→ Données fournies:
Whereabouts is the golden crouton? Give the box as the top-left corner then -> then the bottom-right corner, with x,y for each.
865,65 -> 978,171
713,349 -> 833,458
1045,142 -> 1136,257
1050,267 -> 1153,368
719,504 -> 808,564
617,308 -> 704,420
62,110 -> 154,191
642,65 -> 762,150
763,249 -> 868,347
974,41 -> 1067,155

→ Consigne:
Mettez tous ces items dans un CSV à deux colonnes, texte et reponse, avec une ligne par item. Placez chaque champ entre guillemets et remplacez les sauts de ligne par des espaces.

→ Réponse finale:
texte,reponse
"Whereabouts is the golden crouton? Give the box as the top-left corner then -> then the bottom-right corner, with x,y for each.","865,65 -> 978,171 713,349 -> 833,458 1045,142 -> 1136,257 1050,267 -> 1153,368 719,504 -> 808,564 617,308 -> 704,420 62,110 -> 154,191 642,65 -> 762,150 763,249 -> 868,347 974,41 -> 1067,155"